**EXERCISE BRIEF:**
Your task is to return the listing below word for word, without any of its images.
──────── INFORMATION GIVEN ────────
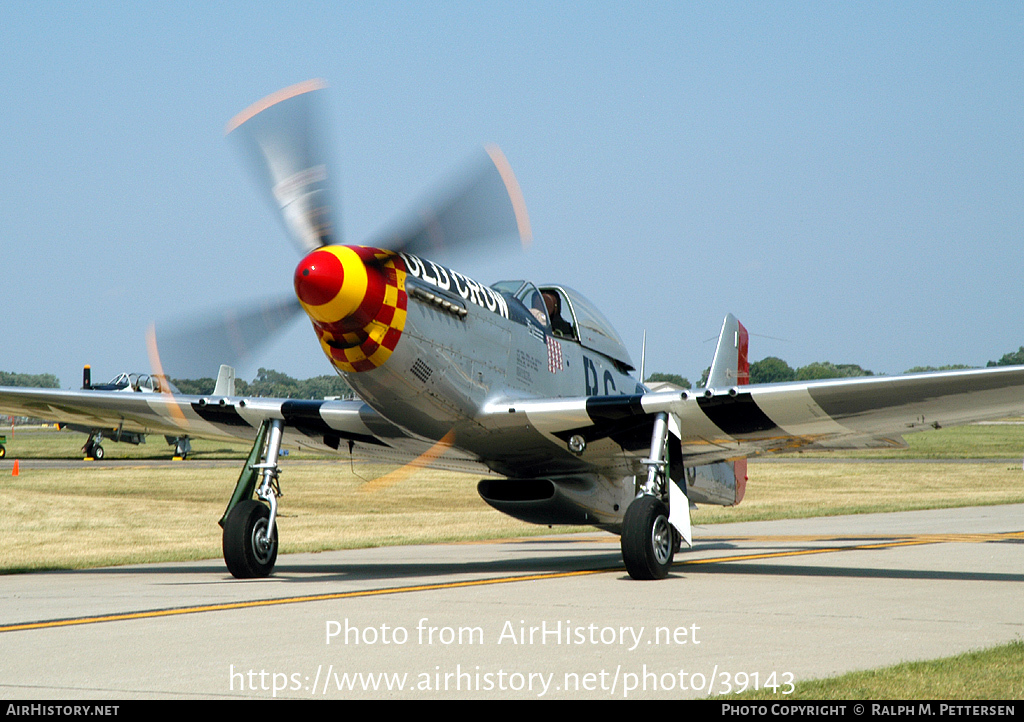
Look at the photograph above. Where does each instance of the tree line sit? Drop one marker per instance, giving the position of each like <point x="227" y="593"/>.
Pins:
<point x="774" y="370"/>
<point x="273" y="384"/>
<point x="279" y="385"/>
────────
**YOUR RESPONSE:**
Look at the photograph above. Where does each instance of the tree line sit? Drop one marker per instance, giving the position of each like <point x="227" y="593"/>.
Pins:
<point x="774" y="370"/>
<point x="273" y="384"/>
<point x="279" y="385"/>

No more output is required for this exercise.